Find every line in the rows below that contains the word "shrub" and copy each one. Case counts.

* begin Data supplied *

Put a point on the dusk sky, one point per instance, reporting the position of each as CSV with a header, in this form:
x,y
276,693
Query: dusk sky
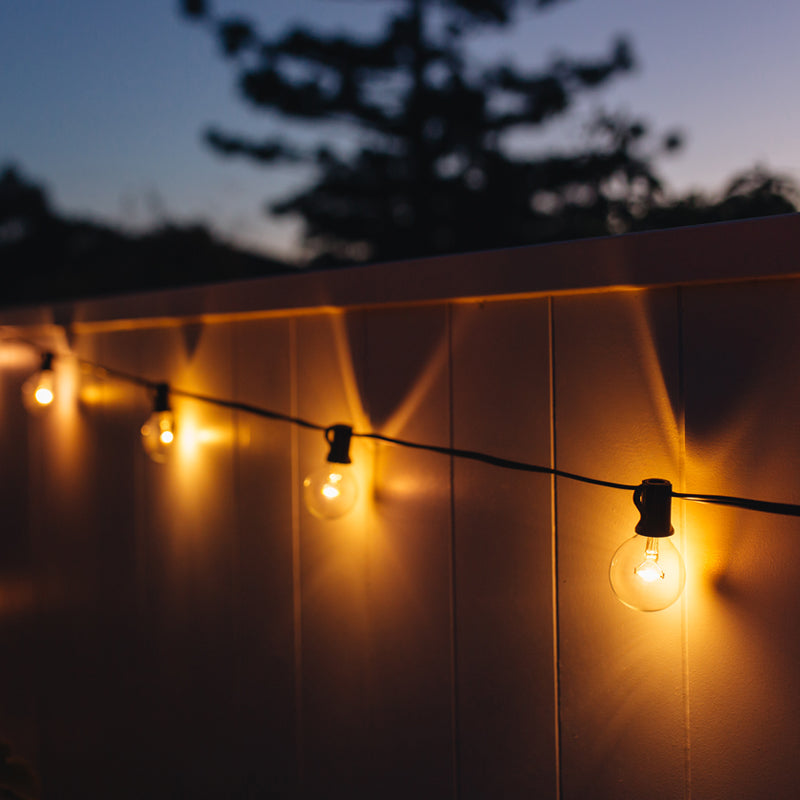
x,y
104,101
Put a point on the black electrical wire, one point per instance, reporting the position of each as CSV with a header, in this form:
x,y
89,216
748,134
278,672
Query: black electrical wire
x,y
761,506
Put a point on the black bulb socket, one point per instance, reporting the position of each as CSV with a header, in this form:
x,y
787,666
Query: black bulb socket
x,y
653,498
338,437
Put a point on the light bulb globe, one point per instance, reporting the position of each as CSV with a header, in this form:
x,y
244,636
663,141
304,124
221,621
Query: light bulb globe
x,y
330,491
158,435
38,392
646,573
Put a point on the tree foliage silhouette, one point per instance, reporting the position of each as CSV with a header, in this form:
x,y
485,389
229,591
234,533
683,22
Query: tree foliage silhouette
x,y
45,256
429,170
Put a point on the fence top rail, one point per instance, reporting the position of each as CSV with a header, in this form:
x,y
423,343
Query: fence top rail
x,y
760,249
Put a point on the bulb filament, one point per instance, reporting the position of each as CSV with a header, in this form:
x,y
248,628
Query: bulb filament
x,y
329,489
649,570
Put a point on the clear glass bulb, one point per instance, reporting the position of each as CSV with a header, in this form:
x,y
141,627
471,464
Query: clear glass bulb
x,y
38,392
330,491
158,435
647,573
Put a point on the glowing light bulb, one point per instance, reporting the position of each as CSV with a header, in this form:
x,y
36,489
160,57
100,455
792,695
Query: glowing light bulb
x,y
331,490
647,572
158,433
38,392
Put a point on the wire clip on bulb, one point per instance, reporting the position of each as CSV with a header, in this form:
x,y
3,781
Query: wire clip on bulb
x,y
647,572
158,433
330,491
38,392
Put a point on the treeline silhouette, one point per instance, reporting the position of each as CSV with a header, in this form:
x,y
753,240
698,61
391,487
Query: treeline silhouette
x,y
45,256
428,168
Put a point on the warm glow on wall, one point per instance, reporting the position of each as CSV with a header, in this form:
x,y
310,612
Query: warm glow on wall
x,y
647,572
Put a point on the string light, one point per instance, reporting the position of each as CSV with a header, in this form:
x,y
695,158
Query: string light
x,y
38,392
158,433
647,572
331,490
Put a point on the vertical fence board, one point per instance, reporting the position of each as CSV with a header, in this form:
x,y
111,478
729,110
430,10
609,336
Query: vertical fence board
x,y
265,737
742,345
332,574
409,684
503,552
186,523
616,395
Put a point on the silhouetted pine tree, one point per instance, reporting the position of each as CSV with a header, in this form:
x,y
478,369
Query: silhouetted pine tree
x,y
429,171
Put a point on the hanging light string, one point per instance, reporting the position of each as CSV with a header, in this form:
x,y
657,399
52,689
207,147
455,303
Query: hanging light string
x,y
761,506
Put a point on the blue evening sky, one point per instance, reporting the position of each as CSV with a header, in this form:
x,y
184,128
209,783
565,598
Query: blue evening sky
x,y
103,101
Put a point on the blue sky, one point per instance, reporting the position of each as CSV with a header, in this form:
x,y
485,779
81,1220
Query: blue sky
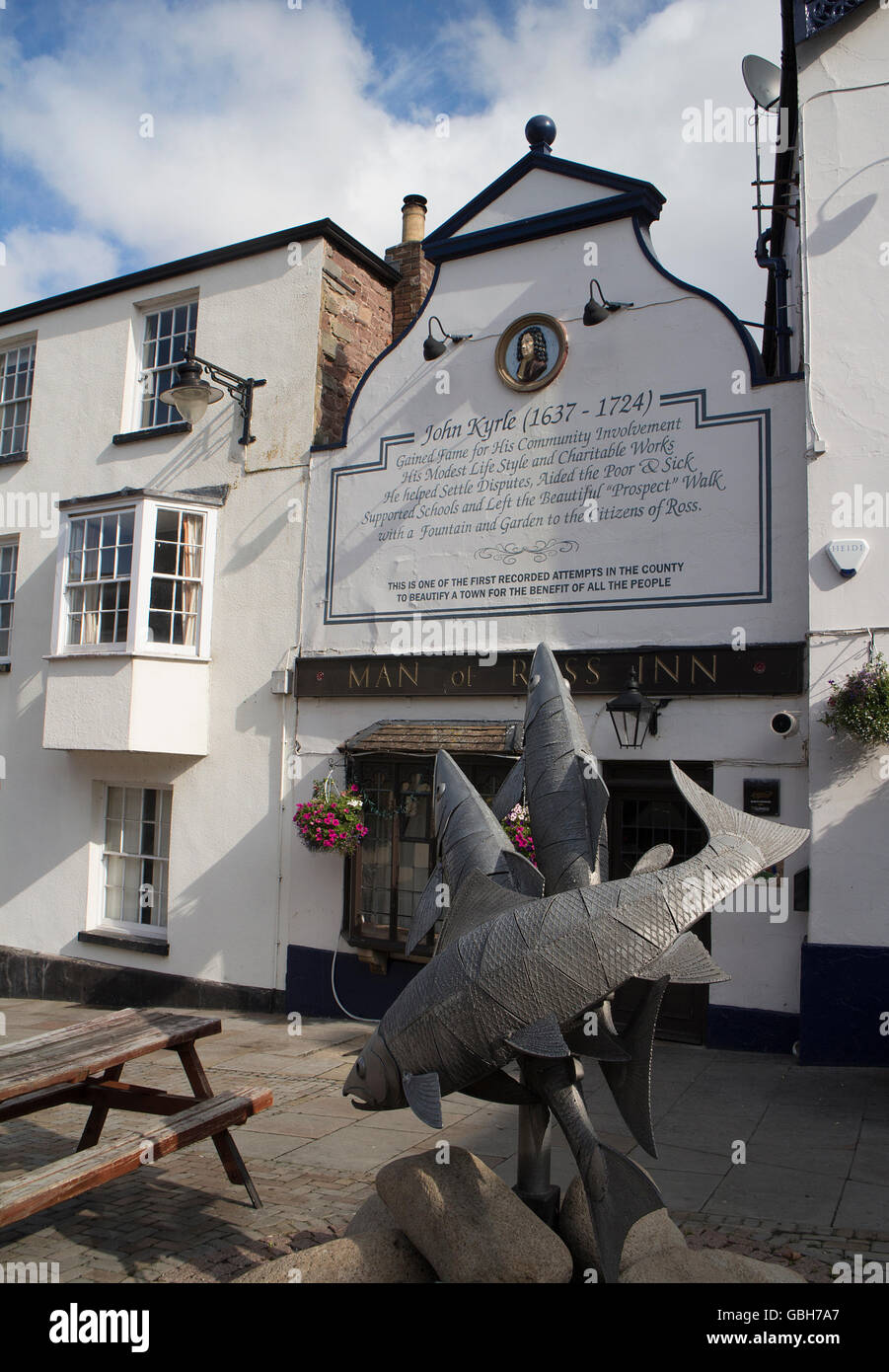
x,y
140,130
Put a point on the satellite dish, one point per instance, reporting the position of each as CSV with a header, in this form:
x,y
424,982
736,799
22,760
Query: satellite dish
x,y
763,80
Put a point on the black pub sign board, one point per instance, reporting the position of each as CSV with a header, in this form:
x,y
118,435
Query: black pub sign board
x,y
765,670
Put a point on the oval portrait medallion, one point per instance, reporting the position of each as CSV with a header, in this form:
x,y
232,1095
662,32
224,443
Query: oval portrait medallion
x,y
531,351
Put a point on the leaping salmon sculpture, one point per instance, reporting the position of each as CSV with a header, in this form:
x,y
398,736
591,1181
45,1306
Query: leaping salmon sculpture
x,y
522,977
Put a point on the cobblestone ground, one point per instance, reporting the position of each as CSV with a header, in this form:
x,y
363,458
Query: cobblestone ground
x,y
313,1161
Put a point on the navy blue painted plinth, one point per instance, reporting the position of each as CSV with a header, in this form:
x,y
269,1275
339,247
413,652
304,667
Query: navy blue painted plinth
x,y
844,991
751,1030
361,991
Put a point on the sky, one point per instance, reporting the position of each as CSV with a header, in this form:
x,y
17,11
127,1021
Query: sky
x,y
134,133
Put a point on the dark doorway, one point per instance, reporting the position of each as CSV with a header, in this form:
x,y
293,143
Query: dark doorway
x,y
645,809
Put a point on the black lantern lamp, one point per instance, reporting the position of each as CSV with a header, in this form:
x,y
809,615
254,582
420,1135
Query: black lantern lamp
x,y
596,313
435,347
190,394
634,715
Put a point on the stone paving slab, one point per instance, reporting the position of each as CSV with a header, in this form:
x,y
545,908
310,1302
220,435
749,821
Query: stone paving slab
x,y
814,1191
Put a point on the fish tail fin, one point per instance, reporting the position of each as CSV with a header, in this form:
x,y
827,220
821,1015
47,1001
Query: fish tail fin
x,y
774,841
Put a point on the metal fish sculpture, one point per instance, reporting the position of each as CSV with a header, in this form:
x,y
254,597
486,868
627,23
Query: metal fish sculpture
x,y
522,977
468,838
565,794
510,974
508,967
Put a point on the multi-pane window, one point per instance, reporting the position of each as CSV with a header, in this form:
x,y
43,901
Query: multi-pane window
x,y
99,569
136,854
168,335
136,577
17,376
9,564
176,577
393,865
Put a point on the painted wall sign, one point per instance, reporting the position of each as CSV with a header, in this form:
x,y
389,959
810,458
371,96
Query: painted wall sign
x,y
767,670
589,502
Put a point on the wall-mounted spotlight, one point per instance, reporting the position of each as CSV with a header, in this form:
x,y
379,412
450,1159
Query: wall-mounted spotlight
x,y
434,347
634,715
190,394
594,313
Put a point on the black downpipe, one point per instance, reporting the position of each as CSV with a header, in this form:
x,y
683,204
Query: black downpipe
x,y
779,274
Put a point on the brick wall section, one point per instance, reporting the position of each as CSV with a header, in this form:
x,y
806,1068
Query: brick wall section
x,y
355,326
410,291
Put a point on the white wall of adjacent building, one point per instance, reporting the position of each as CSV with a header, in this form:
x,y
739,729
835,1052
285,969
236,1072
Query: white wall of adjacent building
x,y
844,114
259,316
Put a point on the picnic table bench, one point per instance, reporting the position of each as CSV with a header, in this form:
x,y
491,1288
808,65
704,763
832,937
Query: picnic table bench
x,y
83,1065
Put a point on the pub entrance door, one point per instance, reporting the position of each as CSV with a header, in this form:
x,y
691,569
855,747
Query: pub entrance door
x,y
645,808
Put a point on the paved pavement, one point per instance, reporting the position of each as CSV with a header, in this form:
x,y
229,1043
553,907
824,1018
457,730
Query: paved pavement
x,y
756,1154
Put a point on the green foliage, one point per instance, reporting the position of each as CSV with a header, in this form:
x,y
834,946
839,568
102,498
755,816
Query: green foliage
x,y
859,706
331,822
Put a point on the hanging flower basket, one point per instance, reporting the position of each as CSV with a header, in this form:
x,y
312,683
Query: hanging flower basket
x,y
333,819
859,706
517,827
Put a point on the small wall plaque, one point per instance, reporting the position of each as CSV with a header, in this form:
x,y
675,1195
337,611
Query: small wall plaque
x,y
762,798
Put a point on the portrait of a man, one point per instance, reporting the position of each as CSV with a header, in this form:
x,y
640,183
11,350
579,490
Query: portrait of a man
x,y
531,351
531,354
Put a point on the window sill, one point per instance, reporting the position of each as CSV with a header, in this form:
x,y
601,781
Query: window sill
x,y
159,431
133,943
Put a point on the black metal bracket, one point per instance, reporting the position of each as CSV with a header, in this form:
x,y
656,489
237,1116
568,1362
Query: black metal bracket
x,y
661,704
239,387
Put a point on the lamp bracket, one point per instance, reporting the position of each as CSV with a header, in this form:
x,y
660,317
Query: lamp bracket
x,y
659,706
239,387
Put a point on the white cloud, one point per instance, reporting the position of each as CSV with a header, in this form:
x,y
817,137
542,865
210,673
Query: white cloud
x,y
266,116
45,263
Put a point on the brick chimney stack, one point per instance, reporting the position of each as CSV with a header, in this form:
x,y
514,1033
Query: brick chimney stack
x,y
415,271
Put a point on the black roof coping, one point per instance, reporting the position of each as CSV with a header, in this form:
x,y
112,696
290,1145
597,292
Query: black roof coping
x,y
203,495
815,15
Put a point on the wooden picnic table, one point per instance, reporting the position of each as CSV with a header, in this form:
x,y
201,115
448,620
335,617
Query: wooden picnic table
x,y
83,1065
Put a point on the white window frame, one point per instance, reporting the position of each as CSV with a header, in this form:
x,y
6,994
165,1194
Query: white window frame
x,y
10,542
7,345
137,643
97,915
143,310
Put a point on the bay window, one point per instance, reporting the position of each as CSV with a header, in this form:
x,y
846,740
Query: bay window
x,y
136,575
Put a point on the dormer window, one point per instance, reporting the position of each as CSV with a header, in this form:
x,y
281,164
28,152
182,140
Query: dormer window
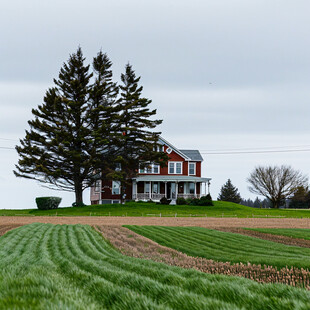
x,y
175,167
191,168
151,168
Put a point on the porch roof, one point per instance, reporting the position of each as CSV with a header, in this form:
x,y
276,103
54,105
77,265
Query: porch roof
x,y
170,178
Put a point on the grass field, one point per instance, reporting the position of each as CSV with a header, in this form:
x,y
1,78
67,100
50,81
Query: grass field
x,y
226,247
44,266
220,209
288,232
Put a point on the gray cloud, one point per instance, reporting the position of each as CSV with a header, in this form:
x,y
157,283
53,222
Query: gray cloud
x,y
255,54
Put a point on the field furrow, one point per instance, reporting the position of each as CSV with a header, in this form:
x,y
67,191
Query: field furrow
x,y
226,247
73,267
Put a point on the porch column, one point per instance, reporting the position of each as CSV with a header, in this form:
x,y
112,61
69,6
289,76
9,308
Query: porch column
x,y
134,190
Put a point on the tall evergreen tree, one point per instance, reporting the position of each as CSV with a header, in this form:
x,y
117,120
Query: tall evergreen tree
x,y
83,127
229,193
104,112
137,147
65,145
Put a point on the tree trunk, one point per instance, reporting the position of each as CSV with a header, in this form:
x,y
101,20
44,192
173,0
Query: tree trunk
x,y
78,194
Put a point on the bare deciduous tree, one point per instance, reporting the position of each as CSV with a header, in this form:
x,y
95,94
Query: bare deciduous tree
x,y
276,183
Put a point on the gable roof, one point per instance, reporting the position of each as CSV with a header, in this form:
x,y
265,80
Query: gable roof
x,y
188,155
193,154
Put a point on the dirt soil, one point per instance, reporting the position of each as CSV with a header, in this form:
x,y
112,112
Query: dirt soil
x,y
135,245
5,228
164,221
275,238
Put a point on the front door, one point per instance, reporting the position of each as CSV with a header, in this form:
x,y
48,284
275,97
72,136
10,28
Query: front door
x,y
173,191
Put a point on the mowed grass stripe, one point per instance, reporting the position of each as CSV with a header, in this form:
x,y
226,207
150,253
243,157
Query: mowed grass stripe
x,y
223,246
72,267
151,286
143,285
299,233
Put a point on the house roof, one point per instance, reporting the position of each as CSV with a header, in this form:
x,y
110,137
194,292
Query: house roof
x,y
188,155
193,154
170,178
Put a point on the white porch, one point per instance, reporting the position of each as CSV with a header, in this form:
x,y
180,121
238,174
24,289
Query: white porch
x,y
172,187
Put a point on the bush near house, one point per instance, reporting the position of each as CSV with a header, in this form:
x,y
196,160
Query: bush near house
x,y
165,201
48,203
203,201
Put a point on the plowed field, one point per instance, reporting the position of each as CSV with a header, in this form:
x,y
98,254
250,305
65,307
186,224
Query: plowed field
x,y
162,221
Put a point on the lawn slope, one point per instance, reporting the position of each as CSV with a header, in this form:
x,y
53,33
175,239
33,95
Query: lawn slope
x,y
220,209
226,247
71,267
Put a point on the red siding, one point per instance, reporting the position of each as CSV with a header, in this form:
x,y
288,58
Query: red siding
x,y
173,156
107,191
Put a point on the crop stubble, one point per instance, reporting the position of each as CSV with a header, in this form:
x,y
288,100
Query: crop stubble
x,y
162,221
135,245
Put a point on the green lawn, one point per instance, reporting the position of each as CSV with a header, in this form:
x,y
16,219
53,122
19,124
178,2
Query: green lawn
x,y
299,233
220,209
226,247
44,266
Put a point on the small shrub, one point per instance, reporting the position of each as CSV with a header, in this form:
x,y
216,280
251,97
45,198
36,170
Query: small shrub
x,y
48,203
208,197
80,204
181,201
165,201
205,201
195,202
188,201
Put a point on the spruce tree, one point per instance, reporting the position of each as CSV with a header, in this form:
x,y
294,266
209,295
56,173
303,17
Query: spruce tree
x,y
64,146
84,129
229,193
137,146
103,112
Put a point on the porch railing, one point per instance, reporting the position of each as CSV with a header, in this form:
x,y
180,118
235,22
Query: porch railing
x,y
148,196
153,196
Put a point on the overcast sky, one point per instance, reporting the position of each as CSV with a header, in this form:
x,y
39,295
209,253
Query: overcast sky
x,y
223,75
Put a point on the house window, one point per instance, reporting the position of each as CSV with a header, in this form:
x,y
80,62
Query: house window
x,y
146,187
155,188
97,186
118,167
191,168
191,187
175,168
160,148
152,168
115,188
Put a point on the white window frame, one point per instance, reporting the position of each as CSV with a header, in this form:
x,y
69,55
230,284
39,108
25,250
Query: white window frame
x,y
147,184
158,188
192,163
152,171
97,186
175,167
189,187
119,187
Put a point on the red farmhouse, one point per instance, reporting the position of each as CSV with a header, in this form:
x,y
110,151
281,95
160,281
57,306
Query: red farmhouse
x,y
180,178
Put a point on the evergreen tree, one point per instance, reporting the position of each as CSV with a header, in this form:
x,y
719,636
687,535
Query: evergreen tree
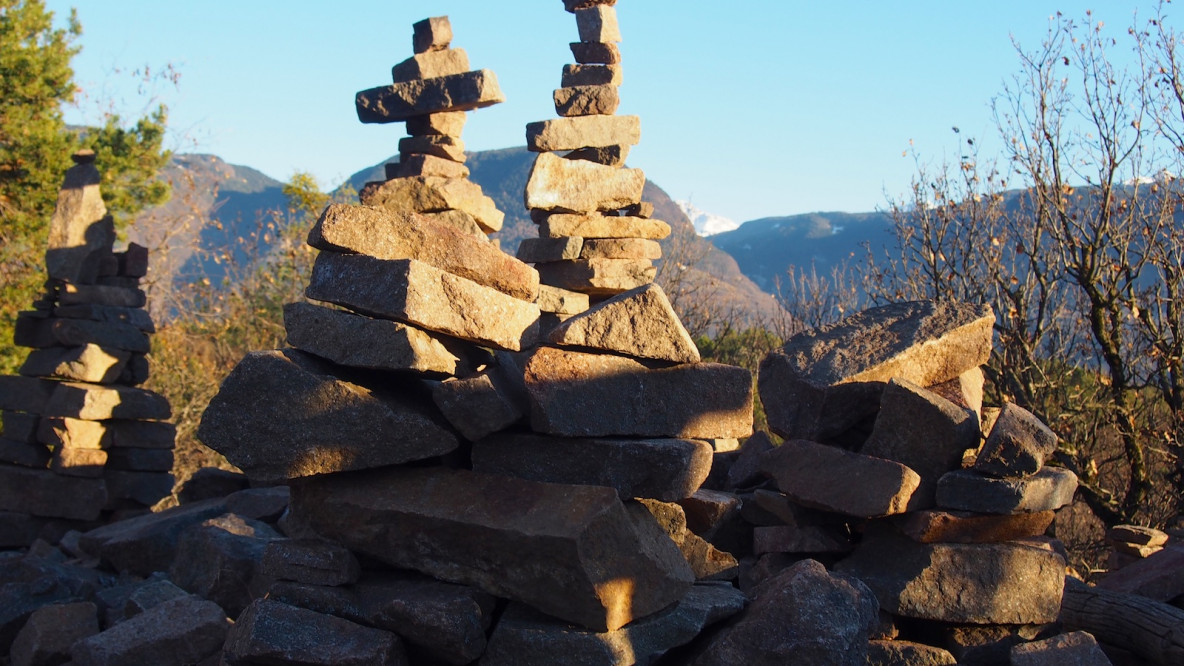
x,y
36,81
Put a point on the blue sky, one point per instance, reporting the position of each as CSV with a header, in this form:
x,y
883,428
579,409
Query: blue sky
x,y
750,109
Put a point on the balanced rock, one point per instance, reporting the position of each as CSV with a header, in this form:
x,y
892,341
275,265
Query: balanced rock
x,y
823,382
425,296
581,395
663,469
580,187
281,415
869,486
571,551
965,490
1017,446
1002,583
639,322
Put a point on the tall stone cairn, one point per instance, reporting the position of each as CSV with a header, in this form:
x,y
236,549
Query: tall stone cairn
x,y
81,443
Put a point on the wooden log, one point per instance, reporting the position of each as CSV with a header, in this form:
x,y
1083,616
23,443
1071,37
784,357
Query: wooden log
x,y
1149,628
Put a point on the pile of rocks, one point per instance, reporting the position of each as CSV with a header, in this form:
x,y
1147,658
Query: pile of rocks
x,y
431,93
81,443
596,236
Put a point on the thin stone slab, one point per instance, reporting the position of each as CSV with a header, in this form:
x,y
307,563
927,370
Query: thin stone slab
x,y
425,194
431,64
639,322
1017,446
581,395
598,24
579,186
88,363
964,527
586,100
81,231
561,301
527,636
401,101
378,344
89,402
1002,583
44,493
425,296
571,551
596,52
867,487
1048,490
662,469
560,225
602,277
924,431
592,75
281,416
825,380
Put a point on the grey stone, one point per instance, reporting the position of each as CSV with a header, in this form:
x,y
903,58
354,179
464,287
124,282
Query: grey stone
x,y
178,632
527,636
1048,490
281,415
802,615
823,382
571,551
663,469
425,296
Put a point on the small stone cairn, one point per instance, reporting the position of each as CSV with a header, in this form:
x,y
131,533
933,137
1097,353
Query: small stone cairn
x,y
81,444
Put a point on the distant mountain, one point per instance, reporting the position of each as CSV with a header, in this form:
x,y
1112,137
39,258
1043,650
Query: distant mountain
x,y
766,248
706,224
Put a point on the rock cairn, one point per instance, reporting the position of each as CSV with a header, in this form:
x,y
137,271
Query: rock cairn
x,y
81,444
431,93
596,237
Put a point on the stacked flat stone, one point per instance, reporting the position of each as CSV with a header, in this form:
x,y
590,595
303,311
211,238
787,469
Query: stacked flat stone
x,y
431,93
81,442
879,412
596,236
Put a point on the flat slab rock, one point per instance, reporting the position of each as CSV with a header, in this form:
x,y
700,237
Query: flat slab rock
x,y
571,551
824,380
639,322
663,469
525,636
584,395
831,479
387,235
281,415
425,296
1002,583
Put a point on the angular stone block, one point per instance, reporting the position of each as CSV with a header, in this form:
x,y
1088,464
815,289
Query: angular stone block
x,y
663,469
378,344
1003,583
1017,446
401,101
825,380
527,636
1048,490
431,64
425,194
580,187
868,486
581,395
924,431
598,276
386,235
602,226
425,296
639,322
570,551
281,415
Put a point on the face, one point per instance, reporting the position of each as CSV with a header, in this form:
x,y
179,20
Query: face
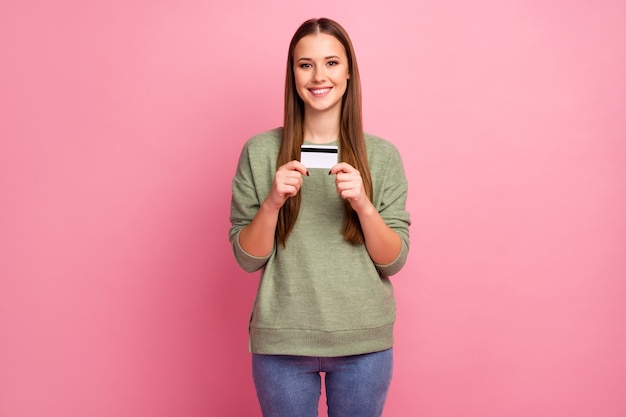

* end Data supplied *

Result for this exercise |
Put a point on the small shrub, one point per instance, reporting the position of each as CSV with a header, in this form:
Query: small shrub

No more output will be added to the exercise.